▼
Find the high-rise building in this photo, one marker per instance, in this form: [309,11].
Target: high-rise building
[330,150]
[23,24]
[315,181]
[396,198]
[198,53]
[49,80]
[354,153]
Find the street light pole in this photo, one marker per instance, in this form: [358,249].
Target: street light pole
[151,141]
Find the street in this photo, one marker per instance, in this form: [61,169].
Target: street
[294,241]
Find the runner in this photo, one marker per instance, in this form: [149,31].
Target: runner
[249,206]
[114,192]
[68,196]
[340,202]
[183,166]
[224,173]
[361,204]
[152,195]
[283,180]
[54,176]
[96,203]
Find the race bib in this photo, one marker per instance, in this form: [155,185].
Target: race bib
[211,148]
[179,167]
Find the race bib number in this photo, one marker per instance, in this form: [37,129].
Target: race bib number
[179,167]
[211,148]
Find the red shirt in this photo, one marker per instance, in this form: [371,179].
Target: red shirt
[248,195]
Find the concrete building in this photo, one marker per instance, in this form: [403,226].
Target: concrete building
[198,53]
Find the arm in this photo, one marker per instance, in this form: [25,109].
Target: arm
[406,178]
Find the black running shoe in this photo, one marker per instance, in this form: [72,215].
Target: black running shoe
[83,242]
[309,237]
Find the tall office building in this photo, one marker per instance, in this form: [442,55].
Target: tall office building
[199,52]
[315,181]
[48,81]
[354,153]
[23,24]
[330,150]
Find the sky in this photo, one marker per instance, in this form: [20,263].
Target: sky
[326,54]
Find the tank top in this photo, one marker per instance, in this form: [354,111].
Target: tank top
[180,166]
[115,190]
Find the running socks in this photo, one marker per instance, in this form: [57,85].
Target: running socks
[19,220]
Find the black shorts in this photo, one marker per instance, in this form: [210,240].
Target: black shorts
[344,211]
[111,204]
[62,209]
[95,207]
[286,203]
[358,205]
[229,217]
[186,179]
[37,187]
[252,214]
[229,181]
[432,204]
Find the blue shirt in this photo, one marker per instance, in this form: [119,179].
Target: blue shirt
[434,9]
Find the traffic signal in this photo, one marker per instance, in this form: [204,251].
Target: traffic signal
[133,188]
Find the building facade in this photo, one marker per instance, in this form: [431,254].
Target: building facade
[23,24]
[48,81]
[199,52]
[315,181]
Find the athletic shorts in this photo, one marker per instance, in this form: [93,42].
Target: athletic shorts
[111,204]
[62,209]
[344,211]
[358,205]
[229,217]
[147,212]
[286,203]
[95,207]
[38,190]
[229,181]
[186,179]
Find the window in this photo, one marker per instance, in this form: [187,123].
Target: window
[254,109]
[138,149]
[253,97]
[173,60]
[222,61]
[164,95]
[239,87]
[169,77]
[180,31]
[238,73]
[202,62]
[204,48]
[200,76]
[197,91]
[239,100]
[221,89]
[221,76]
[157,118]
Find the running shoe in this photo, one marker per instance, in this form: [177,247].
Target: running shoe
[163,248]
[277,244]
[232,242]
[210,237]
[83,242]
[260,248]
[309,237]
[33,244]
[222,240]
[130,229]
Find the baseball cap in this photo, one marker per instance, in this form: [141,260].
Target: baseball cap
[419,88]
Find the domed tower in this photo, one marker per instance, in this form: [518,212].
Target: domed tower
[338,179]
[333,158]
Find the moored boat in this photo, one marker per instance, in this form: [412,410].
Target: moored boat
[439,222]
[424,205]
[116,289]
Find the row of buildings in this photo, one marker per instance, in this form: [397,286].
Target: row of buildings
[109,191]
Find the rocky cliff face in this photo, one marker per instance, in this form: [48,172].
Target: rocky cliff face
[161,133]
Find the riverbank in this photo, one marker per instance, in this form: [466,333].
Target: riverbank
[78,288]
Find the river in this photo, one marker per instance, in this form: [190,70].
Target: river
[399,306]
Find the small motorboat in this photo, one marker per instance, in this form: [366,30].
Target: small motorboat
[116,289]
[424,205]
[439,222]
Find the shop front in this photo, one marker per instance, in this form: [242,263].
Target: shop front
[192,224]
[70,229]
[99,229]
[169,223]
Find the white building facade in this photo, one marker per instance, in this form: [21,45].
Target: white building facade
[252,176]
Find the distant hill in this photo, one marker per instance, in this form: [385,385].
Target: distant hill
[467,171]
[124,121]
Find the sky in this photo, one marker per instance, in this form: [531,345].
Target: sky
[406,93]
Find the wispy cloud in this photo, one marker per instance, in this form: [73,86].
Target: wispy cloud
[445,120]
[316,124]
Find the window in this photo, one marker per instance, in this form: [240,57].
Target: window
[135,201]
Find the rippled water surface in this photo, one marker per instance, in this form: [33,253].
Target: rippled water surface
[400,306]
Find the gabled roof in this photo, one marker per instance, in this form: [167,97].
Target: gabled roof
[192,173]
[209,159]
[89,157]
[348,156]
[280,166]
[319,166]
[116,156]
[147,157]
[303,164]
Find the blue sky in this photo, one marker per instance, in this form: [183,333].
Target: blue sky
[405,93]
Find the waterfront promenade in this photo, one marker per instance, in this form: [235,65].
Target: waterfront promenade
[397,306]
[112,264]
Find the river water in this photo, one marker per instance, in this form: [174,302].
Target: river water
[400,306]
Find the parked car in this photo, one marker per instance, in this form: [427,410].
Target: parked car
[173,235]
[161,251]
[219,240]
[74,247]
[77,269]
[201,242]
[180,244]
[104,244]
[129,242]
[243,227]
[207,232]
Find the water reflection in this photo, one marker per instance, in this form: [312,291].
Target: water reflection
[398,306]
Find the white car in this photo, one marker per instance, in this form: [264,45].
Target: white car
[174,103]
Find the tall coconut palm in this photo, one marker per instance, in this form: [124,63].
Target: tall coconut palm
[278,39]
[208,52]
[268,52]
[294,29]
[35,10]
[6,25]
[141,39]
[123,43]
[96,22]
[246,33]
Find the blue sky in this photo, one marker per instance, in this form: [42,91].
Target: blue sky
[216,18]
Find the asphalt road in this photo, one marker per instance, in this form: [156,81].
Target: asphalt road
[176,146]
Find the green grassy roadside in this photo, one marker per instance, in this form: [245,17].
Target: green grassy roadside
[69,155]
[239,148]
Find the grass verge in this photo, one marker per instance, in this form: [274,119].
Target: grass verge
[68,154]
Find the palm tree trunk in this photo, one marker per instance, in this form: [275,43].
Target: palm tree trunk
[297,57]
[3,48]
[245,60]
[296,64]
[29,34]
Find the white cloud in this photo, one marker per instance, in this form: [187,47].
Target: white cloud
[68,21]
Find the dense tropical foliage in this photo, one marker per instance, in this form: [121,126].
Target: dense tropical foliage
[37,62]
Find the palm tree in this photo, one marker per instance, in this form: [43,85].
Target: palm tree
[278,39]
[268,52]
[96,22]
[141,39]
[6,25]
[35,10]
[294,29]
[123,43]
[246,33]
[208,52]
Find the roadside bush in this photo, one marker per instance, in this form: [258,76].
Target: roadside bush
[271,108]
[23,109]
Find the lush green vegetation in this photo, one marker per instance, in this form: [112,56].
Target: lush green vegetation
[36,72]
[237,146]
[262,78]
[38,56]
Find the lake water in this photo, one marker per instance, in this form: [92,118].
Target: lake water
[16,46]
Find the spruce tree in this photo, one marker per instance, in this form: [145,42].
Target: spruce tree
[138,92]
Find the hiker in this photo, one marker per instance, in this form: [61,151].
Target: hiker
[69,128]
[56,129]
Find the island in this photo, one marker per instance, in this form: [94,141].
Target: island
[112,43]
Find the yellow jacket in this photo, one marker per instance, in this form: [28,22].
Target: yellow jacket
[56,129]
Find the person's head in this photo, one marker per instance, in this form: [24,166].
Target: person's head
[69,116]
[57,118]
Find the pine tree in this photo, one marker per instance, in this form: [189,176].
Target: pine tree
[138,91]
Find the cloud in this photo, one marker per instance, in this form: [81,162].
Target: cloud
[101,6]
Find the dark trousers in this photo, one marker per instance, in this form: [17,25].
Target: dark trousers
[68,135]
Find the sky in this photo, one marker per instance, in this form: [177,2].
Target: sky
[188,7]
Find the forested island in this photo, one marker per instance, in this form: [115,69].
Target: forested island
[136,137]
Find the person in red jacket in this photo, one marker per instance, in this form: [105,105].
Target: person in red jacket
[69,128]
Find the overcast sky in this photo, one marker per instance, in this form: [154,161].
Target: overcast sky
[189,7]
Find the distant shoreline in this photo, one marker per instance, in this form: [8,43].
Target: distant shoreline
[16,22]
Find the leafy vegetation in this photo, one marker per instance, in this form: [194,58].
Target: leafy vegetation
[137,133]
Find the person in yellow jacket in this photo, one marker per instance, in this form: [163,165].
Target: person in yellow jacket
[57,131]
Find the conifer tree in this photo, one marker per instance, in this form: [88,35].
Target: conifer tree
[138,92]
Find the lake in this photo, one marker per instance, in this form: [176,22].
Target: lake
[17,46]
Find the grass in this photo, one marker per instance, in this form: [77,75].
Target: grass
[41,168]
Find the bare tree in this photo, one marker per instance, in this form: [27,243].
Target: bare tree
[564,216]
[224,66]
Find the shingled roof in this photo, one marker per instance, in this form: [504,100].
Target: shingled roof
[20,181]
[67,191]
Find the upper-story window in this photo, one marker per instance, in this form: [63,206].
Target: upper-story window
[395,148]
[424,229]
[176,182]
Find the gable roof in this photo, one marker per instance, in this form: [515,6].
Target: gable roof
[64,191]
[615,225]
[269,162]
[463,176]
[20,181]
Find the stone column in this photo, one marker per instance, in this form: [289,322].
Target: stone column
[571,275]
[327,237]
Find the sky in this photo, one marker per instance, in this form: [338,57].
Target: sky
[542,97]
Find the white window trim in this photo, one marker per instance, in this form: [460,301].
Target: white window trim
▲
Aim of the task =
Whichever lines of the records above hold the word "trim" should all be copied out.

Output for this exercise =
Find the white window trim in this photo, one marker per instance, in this form: [460,301].
Target: white window trim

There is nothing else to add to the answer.